#### Text shown ####
We write to urge you to include, in any upcoming legislation designed to provide additional relief to Americans during the COVID-19 pandemic, significant additional support for our nation’s schools. While the Coronavirus Aid, Relief, and Economic Security (CARES) Act included an Education Stabilization Fund to provide immediate support, we continue to see the challenges our states and school districts face on a daily basis and the impact this pandemic will have on education budgets over the next 18 months. Less than 1% of the CARES Act funding was specifically dedicated to supporting public schools. This is insufficient to stabilize education through this crisis. We are particularly concerned about how the educator workforce and other school personnel will be impacted by COVID-19.

School districts rely almost entirely on state and local revenue. Low-wealth districts rely the most heavily on state aid and will be most impacted by the economic implications of this crisis. It is our duty to ensure that children receive the education they are rightfully entitled to. Students cannot learn if their schools are forced to downsize operations, eliminate teaching positions in critical subjects, or lay off other critical support staff such as social workers and counselors, due to depleted budgets.

The U.S. economy is expected to contract by six percent in 2021,[1] changing the lives of all Americans in dramatic ways that are not yet fully known. One thing is certain however, students will still need to continue learning and progressing through school. Our nation’s teachers are crucial to ensuring that learning can continue, yet current projections expect the reductions in education spending due to the pandemic to be two and a half times worse than the lowest point of the last recession. [2] It is not just teachers who will be impacted by these shrinking education budgets. Countless cafeteria workers, school bus drivers, counselors, and other support staff are expected to take a dramatic hit during this pandemic. Our students cannot meet their full potential without the many professionals that make their schools work for them day in and day out.
####
In the school funding letter, what share of CARES Act funding went specifically to supporting public schools?
#### Record extracts ####
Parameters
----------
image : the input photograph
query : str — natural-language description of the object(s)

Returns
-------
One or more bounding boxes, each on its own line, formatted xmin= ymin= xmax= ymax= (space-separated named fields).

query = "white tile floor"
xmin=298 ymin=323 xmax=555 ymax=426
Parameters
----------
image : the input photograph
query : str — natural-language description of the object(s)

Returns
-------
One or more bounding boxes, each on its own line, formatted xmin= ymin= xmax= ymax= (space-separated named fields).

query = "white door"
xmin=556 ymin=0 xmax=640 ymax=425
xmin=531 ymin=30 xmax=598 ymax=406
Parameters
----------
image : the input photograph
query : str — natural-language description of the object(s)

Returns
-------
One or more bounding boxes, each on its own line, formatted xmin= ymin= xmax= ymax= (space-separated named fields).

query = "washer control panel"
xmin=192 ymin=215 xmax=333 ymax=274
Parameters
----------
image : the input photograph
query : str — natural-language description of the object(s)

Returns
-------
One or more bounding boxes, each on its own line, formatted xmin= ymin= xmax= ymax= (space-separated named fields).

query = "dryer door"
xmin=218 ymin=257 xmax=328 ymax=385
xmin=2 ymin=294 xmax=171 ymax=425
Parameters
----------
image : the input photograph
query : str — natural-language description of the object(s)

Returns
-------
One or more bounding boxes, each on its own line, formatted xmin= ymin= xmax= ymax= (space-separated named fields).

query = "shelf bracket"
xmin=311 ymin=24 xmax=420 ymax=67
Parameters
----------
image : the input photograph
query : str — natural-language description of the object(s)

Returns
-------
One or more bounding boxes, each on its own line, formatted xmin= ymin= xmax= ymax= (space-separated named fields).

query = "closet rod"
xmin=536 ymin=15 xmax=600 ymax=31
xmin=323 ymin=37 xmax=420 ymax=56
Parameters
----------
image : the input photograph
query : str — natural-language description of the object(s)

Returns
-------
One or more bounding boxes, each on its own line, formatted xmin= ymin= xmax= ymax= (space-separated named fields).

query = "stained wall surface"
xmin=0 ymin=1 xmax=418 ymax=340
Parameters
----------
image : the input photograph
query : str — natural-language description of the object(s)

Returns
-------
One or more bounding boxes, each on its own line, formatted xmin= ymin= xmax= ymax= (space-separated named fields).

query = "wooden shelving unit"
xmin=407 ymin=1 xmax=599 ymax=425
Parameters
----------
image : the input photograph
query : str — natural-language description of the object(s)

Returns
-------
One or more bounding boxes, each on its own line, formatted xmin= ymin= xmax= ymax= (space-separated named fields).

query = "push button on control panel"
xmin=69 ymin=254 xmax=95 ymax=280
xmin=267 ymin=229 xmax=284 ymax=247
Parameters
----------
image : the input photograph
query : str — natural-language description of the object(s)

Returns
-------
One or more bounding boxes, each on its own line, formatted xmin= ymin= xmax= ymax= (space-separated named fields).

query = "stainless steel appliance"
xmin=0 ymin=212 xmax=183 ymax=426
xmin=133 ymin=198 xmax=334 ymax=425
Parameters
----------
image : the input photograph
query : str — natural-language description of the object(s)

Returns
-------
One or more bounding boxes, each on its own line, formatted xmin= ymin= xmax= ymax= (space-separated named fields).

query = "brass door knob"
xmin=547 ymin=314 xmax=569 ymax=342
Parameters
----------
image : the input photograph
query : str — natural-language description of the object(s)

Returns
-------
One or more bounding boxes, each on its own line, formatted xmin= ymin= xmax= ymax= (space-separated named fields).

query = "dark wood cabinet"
####
Output below - Less than 1%.